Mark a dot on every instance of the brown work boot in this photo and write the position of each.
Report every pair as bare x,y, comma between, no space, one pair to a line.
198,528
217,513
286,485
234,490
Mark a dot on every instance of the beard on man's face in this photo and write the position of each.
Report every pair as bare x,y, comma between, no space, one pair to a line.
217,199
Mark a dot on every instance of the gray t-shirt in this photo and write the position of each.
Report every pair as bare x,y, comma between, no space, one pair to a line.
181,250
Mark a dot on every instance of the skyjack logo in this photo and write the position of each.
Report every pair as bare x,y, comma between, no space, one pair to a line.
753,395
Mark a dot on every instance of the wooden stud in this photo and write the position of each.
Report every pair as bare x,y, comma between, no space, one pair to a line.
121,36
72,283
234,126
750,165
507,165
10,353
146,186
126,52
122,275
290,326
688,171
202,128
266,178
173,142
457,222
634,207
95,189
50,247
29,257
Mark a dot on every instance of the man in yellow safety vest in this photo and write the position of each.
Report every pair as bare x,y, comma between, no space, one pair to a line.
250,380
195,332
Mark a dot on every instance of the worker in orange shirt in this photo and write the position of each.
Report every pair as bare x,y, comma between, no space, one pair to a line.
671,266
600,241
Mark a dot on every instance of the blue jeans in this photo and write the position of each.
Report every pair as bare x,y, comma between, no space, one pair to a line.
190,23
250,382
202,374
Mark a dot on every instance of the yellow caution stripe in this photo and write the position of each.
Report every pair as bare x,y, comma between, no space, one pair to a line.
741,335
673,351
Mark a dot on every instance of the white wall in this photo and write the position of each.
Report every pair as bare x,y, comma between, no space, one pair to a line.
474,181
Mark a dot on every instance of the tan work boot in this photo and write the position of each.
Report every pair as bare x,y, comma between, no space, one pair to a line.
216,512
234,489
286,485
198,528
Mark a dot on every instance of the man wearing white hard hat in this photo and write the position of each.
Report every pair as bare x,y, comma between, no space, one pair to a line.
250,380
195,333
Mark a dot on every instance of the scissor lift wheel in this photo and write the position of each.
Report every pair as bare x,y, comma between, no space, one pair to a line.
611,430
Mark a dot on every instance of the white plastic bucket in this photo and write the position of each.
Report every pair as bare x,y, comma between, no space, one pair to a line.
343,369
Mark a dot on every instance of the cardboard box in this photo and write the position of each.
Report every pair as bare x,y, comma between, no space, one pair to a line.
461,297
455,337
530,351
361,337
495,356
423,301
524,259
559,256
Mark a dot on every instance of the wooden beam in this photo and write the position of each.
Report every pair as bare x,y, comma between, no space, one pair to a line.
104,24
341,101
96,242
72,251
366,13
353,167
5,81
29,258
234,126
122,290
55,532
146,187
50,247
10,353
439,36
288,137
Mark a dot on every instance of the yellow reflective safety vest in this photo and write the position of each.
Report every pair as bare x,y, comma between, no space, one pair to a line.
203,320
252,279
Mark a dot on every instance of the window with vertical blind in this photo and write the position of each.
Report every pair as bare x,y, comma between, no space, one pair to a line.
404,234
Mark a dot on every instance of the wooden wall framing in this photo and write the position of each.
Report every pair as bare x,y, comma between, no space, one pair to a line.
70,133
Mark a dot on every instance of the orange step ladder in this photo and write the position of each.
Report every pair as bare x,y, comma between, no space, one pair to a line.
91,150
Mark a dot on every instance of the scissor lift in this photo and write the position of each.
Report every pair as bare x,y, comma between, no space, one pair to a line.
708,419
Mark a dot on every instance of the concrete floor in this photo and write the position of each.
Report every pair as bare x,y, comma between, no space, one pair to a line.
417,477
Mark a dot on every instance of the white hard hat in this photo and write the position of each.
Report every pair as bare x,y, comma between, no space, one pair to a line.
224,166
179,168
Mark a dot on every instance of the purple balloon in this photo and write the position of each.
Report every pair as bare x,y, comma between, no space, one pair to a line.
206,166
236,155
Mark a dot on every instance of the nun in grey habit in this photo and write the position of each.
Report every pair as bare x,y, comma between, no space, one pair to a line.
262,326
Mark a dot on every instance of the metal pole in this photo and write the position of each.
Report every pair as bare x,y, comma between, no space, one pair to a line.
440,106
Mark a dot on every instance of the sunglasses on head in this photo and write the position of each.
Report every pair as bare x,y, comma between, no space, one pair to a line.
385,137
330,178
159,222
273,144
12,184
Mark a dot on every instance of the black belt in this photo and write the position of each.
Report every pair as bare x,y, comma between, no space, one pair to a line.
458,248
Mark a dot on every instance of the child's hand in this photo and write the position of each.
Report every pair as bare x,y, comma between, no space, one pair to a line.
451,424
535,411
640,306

Your goal: For this exercise, copy each line from the listing above that has the word "boot".

Answer space:
Mark a dot on every instance of the brown work boot in this photo and write the position of each.
Mark a dot on every instance of the tan work boot in this photo and write the position of each.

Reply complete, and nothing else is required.